**Exercise goal**
Whatever follows the line containing "Where can you see the running" in the listing below should be printed exactly, along with that line itself.

**Records provided**
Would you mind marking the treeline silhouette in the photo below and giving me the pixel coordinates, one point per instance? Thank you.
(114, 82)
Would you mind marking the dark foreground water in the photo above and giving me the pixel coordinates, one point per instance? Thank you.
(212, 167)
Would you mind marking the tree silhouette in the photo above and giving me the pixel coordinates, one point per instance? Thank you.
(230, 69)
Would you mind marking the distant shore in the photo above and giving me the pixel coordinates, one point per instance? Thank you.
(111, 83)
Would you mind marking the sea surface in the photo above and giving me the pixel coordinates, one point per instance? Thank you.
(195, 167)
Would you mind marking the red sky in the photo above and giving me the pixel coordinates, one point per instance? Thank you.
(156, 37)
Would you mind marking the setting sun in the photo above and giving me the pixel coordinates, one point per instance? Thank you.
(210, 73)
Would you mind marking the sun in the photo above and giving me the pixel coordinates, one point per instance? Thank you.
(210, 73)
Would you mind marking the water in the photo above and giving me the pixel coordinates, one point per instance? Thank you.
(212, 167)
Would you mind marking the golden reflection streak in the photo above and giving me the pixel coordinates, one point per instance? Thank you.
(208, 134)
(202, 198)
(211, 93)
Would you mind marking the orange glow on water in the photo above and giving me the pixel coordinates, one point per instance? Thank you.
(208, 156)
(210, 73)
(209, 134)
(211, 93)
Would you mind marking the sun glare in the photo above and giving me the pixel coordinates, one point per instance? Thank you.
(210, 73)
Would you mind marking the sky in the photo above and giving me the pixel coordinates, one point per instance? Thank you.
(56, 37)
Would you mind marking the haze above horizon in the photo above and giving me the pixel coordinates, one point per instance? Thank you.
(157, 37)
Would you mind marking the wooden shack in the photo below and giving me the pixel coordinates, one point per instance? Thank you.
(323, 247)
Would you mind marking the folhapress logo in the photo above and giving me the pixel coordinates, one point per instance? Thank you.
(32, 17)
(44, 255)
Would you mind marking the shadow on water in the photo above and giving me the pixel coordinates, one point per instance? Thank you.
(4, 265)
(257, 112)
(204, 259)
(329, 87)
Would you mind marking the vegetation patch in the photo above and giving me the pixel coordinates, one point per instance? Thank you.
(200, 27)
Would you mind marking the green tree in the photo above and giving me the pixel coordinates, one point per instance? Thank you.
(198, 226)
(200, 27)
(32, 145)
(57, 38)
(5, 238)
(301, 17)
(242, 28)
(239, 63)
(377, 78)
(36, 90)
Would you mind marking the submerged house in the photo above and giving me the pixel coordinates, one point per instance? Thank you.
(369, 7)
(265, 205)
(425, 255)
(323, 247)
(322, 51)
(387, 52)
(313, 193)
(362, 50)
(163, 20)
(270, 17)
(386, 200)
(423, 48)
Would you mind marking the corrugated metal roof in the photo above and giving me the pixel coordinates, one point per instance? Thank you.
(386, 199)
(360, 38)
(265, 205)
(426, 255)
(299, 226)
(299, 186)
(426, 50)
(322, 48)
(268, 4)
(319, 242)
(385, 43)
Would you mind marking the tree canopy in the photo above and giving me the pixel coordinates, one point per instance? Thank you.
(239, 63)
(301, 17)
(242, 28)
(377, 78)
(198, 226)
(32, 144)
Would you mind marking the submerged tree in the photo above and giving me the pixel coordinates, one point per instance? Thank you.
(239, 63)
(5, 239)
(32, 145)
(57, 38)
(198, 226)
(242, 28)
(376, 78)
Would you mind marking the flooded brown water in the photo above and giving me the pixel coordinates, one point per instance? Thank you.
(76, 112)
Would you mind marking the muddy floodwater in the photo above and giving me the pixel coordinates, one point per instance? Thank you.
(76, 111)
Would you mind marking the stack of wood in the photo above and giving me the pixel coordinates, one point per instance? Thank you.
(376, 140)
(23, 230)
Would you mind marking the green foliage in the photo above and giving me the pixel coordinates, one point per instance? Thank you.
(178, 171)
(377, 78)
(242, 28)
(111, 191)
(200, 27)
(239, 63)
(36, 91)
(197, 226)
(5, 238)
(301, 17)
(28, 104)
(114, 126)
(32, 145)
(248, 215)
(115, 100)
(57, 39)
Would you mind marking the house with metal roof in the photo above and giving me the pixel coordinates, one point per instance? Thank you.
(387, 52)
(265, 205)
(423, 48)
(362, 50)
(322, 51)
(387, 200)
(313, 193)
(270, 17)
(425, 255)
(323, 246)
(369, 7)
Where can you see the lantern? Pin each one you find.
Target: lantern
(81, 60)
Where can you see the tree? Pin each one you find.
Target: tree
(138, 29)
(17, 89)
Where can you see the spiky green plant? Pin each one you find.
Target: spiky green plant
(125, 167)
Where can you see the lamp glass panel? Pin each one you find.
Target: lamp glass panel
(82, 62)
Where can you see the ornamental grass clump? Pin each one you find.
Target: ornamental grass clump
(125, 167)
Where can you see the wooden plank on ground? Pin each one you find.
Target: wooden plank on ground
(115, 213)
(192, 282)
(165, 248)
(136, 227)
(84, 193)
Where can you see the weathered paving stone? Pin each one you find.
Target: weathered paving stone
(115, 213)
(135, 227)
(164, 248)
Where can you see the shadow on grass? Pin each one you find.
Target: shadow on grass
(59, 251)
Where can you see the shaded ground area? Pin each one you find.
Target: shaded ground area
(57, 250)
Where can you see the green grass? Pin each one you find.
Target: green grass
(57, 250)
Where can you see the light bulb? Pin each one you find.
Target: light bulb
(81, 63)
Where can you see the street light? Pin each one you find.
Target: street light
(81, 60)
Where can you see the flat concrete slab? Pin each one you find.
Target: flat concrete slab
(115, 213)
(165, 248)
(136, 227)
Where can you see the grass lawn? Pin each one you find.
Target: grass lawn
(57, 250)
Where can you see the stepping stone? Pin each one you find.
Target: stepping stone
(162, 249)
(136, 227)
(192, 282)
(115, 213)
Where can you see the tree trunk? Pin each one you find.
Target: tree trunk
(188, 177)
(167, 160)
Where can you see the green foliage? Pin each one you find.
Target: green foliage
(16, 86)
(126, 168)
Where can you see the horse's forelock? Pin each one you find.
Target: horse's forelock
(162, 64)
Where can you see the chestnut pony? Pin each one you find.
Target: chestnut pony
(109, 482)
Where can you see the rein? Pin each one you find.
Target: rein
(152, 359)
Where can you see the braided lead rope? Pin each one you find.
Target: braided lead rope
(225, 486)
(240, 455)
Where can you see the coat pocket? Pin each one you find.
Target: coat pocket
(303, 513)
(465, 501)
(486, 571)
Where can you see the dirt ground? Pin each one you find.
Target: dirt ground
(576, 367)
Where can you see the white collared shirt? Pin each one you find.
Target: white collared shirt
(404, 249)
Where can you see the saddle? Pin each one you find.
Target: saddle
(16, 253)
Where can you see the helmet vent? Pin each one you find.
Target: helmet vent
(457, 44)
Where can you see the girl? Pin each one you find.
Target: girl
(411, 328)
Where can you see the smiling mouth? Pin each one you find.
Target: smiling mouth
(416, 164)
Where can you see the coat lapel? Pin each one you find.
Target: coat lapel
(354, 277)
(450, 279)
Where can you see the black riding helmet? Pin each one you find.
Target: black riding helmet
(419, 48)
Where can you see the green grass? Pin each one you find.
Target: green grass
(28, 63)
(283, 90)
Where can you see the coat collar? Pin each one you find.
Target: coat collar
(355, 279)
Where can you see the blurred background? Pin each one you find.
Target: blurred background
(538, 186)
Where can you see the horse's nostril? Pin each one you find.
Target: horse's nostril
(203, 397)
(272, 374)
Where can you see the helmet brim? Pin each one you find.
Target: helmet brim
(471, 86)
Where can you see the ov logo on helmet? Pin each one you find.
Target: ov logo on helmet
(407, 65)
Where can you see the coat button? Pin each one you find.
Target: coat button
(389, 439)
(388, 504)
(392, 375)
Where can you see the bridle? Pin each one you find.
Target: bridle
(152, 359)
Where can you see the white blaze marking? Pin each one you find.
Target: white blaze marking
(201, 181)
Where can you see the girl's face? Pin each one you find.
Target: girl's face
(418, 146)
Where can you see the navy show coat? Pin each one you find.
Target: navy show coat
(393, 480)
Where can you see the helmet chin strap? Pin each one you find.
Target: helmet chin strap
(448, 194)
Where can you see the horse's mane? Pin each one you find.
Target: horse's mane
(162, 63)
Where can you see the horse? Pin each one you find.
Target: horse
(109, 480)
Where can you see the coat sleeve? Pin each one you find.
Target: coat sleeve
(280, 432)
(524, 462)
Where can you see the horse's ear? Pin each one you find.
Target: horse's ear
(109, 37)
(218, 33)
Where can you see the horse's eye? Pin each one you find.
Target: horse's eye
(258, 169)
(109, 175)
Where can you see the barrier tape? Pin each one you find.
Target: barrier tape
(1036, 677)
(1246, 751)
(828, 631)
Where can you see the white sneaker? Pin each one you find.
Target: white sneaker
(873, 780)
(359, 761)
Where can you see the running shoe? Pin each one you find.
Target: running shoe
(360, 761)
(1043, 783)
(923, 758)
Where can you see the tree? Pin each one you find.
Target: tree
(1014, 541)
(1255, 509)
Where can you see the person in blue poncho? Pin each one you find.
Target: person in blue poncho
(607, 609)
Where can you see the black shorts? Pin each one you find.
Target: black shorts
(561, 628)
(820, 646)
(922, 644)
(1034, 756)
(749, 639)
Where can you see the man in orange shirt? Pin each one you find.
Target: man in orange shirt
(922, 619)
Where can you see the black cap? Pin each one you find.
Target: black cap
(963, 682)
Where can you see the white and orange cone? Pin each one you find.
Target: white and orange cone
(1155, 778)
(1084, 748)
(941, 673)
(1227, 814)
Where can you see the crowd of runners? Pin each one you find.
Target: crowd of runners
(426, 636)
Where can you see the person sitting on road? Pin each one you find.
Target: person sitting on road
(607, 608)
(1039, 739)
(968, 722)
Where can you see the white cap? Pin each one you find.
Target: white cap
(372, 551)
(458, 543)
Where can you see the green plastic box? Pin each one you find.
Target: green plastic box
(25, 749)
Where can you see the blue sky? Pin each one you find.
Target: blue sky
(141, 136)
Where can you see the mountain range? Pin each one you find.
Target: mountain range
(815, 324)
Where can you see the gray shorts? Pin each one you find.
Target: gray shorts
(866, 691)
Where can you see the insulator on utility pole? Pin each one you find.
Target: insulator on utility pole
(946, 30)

**Task response**
Where can you see the running shoe? Pin each one you find.
Target: running shoe
(360, 761)
(1043, 783)
(923, 758)
Where can you see the tree? Pin each one you find.
Target: tree
(1014, 541)
(1255, 509)
Where can you see the person in blue poncho? Pin each one you find.
Target: person in blue poncho
(607, 609)
Where can you see the black shorts? Pin each one you find.
Target: black shorts
(561, 628)
(820, 646)
(922, 644)
(1034, 756)
(749, 639)
Where can you see the man in orange shirt? Pin each one you find.
Target: man in orange shirt
(922, 619)
Where can you see the black cap? Pin each one you find.
Target: black cap
(963, 682)
Where can you see the white and orange cone? Pin each one you find.
Target: white and orange cone
(1155, 778)
(1084, 748)
(941, 673)
(1227, 814)
Where can you see the crowd of runners? Pin each one you find.
Target: crowd of runners
(426, 636)
Where can you see the person sitting on road? Pin each one you find.
Target: person sitting on road
(607, 608)
(1039, 739)
(968, 722)
Where can you see the white cap? Pin each one you find.
Target: white cap
(372, 551)
(458, 543)
Where can you see the green plastic box? Pin each one you find.
Target: green plastic box
(25, 749)
Where can you see the blue sky? Pin each one you find.
Target: blue sky
(141, 136)
Where can you see the mountain range? Pin each one you find.
Target: mountain range
(815, 324)
Where can you see the gray shorts? Pin each one you find.
Target: gray shorts
(866, 691)
Where can you see the insulator on utility pole? Pin each one you find.
Target: insulator on utility pole
(946, 30)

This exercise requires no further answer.